Return, character for character, the lines from the one bearing "segment: arched doorway" through the end of the material. Omit everything before that line.

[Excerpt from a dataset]

----

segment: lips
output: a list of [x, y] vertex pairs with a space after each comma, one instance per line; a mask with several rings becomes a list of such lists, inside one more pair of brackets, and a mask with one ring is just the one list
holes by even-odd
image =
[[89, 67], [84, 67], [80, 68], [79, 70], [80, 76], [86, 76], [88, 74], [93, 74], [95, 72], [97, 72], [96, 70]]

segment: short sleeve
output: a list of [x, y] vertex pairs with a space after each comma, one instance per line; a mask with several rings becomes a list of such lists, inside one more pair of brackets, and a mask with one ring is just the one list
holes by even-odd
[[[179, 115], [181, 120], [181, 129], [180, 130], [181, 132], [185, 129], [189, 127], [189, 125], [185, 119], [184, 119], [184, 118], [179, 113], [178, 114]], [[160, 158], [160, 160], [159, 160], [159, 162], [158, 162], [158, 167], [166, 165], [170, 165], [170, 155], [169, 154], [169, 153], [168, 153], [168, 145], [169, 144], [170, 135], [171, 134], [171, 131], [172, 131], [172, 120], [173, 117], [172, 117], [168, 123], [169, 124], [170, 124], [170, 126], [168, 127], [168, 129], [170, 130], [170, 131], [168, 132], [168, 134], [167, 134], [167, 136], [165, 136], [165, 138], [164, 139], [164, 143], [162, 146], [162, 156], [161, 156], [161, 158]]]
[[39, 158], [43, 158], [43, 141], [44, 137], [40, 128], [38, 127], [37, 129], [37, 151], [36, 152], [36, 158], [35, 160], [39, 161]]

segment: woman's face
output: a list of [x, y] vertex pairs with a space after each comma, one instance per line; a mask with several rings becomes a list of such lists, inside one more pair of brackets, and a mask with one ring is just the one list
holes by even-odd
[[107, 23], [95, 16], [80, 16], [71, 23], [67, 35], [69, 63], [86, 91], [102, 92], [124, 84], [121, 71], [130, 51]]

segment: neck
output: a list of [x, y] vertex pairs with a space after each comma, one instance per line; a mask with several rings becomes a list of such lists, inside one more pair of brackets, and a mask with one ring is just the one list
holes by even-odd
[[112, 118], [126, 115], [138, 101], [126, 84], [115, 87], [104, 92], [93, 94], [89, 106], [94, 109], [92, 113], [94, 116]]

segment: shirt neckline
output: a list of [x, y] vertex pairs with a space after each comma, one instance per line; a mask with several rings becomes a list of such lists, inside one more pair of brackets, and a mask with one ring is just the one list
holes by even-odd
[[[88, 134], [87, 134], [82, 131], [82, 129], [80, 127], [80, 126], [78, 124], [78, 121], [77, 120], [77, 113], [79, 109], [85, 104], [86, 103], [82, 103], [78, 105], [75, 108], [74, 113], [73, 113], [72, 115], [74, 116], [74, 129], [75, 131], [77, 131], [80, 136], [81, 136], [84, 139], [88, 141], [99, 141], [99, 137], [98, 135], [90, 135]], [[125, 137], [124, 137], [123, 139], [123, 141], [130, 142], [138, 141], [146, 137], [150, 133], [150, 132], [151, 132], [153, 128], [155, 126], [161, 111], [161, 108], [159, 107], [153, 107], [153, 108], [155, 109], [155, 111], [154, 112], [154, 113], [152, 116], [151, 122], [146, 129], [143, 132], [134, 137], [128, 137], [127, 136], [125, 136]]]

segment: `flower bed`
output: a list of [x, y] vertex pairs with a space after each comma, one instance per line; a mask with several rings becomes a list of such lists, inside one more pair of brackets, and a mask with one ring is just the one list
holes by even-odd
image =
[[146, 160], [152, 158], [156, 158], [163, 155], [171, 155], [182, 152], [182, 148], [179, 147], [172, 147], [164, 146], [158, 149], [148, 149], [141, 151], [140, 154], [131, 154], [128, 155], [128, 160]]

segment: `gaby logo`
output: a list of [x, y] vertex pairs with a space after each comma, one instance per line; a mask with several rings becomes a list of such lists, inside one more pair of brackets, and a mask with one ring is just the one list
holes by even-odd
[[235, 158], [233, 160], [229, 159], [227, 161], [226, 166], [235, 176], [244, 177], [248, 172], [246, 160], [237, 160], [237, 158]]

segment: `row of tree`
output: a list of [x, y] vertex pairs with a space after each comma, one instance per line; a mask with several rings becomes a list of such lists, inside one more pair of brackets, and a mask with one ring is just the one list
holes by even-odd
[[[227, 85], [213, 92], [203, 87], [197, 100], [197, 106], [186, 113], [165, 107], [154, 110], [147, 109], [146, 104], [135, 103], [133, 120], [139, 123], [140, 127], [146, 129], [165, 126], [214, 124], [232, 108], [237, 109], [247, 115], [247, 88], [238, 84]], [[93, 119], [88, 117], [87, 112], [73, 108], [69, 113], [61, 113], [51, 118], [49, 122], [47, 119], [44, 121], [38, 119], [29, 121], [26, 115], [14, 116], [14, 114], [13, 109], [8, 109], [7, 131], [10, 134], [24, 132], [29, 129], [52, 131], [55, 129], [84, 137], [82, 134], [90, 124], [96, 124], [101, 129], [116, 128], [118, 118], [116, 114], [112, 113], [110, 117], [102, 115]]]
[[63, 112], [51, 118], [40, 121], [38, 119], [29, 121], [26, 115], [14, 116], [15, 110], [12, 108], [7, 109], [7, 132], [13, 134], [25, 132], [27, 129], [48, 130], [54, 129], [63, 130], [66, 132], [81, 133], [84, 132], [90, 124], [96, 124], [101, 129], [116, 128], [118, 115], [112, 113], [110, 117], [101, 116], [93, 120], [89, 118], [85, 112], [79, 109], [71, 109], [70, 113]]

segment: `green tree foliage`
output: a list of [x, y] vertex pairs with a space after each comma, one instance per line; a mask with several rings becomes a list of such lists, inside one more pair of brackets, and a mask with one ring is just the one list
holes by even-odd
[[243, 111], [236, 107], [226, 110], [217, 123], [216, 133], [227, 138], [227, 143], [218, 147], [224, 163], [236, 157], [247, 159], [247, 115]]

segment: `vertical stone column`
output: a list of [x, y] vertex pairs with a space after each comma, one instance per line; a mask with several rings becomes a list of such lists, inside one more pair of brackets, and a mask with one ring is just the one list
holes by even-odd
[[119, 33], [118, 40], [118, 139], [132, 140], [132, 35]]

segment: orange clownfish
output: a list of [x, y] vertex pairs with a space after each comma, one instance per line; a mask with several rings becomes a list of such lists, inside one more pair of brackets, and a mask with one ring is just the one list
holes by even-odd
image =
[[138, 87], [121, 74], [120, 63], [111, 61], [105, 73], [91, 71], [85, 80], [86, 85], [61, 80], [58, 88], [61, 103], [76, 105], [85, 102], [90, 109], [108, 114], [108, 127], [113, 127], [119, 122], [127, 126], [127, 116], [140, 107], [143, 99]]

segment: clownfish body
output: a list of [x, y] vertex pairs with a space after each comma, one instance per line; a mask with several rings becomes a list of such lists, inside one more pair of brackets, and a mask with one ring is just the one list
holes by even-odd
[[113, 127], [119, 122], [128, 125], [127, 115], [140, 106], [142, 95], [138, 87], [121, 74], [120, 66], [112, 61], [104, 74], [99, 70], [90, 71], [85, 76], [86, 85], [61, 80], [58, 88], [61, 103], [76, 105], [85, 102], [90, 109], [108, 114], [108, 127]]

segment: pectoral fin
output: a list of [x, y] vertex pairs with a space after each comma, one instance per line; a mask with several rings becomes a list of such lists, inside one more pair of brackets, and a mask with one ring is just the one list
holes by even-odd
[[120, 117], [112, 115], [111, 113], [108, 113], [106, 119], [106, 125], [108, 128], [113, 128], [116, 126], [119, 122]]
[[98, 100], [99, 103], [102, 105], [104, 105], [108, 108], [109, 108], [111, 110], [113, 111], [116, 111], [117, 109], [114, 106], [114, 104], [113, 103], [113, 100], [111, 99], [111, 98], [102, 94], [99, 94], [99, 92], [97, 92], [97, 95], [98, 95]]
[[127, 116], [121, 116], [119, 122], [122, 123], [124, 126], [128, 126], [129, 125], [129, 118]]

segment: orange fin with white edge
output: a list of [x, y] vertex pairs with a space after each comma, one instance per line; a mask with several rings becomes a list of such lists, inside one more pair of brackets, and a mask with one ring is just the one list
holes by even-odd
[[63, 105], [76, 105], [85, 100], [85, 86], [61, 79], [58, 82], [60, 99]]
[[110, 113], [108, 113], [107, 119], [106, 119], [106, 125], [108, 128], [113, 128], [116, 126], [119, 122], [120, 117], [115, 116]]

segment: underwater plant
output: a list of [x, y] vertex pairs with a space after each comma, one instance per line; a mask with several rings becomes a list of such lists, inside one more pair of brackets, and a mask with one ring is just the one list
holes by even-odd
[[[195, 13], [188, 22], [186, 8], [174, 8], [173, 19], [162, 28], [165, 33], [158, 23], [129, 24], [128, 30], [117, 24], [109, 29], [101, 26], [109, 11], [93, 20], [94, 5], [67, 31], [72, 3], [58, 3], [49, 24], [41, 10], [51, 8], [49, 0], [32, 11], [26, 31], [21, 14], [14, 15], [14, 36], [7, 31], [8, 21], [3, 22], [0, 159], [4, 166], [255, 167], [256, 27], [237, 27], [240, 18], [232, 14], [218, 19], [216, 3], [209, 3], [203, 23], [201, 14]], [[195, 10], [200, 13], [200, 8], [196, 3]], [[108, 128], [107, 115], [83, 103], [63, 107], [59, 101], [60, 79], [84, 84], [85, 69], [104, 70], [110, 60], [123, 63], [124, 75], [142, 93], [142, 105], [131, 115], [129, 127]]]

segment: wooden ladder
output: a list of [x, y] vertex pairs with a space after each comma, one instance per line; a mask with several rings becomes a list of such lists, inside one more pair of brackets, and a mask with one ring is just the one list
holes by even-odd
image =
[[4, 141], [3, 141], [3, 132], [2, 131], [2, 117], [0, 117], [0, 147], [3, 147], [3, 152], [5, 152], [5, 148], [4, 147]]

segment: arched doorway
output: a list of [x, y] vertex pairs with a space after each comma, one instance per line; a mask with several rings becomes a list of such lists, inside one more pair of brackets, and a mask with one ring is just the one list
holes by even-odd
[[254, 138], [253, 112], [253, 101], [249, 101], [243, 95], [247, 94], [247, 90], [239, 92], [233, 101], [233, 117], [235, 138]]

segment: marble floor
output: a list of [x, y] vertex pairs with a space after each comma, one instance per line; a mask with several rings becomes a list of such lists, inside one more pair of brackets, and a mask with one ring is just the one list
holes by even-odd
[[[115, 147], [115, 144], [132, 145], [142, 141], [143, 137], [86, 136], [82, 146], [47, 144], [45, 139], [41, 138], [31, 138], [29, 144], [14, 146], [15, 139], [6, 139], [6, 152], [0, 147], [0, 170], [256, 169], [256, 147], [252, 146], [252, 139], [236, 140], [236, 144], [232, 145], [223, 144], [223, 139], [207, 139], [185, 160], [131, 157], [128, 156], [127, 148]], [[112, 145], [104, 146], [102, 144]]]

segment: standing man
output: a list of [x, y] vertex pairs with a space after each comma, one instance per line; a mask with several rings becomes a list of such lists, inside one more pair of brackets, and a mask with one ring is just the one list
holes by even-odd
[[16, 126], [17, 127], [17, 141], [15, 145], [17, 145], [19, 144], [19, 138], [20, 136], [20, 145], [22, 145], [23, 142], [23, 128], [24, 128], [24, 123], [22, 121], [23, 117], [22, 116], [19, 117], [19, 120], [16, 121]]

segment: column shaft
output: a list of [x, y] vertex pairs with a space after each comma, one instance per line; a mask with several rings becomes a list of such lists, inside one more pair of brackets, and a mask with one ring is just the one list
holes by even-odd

----

# Expected answer
segment: arched doorway
output: a list of [x, y] vertex pairs with a space after each comma, one instance per line; a mask with several rings becomes a list of such lists, inside one more pair of brackets, and a mask with one ring is just the one list
holes by even-odd
[[254, 138], [253, 112], [253, 101], [249, 101], [243, 95], [247, 94], [247, 90], [239, 92], [233, 101], [233, 117], [235, 138]]

segment: marble floor
output: a list of [x, y] vertex pairs with a space after each comma, one instance per line; a mask with several rings becomes a list of such lists, inside one more pair of brackets, and a mask with one ring is just the one list
holes by even-odd
[[[115, 147], [115, 144], [132, 145], [142, 141], [143, 137], [86, 136], [82, 146], [47, 144], [45, 139], [41, 138], [31, 138], [29, 144], [14, 146], [15, 139], [6, 139], [6, 152], [0, 147], [0, 170], [256, 169], [256, 147], [252, 146], [252, 139], [236, 140], [236, 144], [232, 145], [223, 144], [223, 139], [207, 139], [185, 160], [131, 157], [128, 156], [127, 148]], [[112, 145], [104, 146], [102, 144]]]

segment: standing man
output: a list of [x, y] vertex pairs with a space after each comma, one instance per line; a mask with several rings becomes a list of such lists, inside one more pair of brackets, and a mask with one ring is just the one list
holes by even-odd
[[16, 126], [17, 127], [17, 141], [15, 145], [17, 145], [19, 144], [19, 138], [20, 136], [20, 145], [22, 145], [23, 142], [23, 128], [24, 128], [24, 123], [22, 121], [23, 117], [22, 116], [19, 117], [19, 120], [16, 121]]

segment: column shaft
output: a list of [x, y] vertex pairs with a space after each comma, one instance per line; a mask with several rings becomes a list of such lists, inside one more pair of brackets, and a mask with one ring is just the one list
holes by even-odd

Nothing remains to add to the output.